La strategia Ue per fare a meno del gas russo ha un baco: il gnl è poco e costerà tanto
Ma le criticità maggiori nel piano per incrementare gli approvvigionamenti di gnl non russo sono a monte della catena, non tanto a valle. La capacità di rigassificazione è molto più semplice da incrementare rispetto a quella di liquefazione. Un primo segnale in questo senso è stato dato dal presidente degli Stati Uniti che si è impegnato a fornire all’Ue entro il 2022 “solo” 15 miliardi di metri cubi di gas in più. Nonostante sia nell’interesse americano prendere il posto della Russia nella fornitura di gas al più grande mercato globale, gli Stati Uniti sono riusciti a mettere sul piatto una fornitura aggiuntiva piuttosto esigua. Il segretario di Stato Blinken ha detto che l’uscita dell’Unione europea dalla dipendenza russa dovrà essere “graduale”. Nel 2019 gli Usa erano il terzo esportatore di gas al mondo ma all’inizio del 2022 sono diventati i primi. Tutti i sette impianti stanno già lavorando al massimo della loro capacità di liquefazione.

****************

Consegna - Riprendi l'articolo sulla strategia Ue per fare a meno del gas russo e continualo dopo la sua ultima frase.

Dati forniti -
****************

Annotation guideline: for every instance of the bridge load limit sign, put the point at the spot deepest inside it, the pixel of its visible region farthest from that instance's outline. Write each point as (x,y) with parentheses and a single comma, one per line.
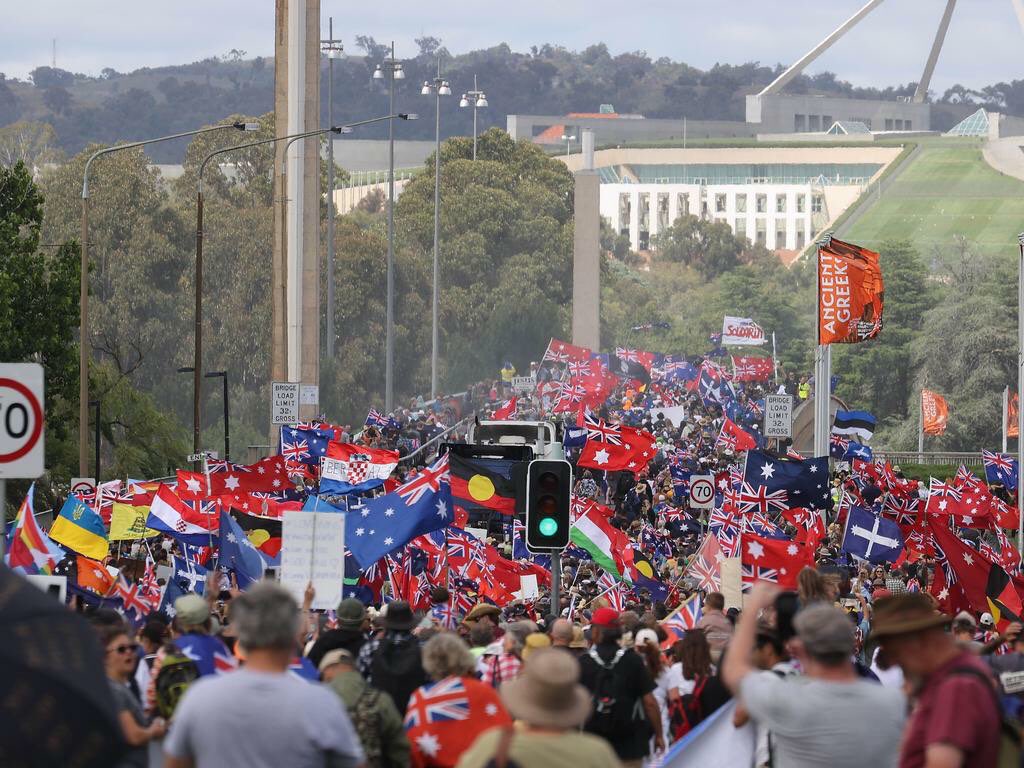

****************

Risposta -
In questi giorni il prezzo del gas all’Henry Hub, il benchmark del gas negoziato a New York, ha toccato i massimi dal 2008. Le ragioni sono diverse: la coda dell’inverno negli Usa ha incrementato la domanda di riscaldamento, i siti di stoccaggio sono pieni per meno del 20%, al di sotto della media degli ultimi anni, e come notato da Greg Molnár, analista per l’Agenzia internazionale dell’Energia, la produzione pur in aumento non cresce abbastanza rapidamente a causa di problemi burocratici e strozzature infrastrutturali. Nei primi tre mesi dell’anno il commercio globale di gnl è aumentato (l’export americano è cresciuto di oltre il 25%) ma secondo gli analisti di Bloomberg già ad aprile le esportazioni globali di gnl caleranno del 7,4% rispetto a marzo. Una conseguenza degli interventi di manutenzione negli impianti in Australia, negli Usa e nel Qatar. Possibile anche un calo degli arrivi di gas liquefatto dalla Nigeria a causa del sabotaggio di un gasdotto.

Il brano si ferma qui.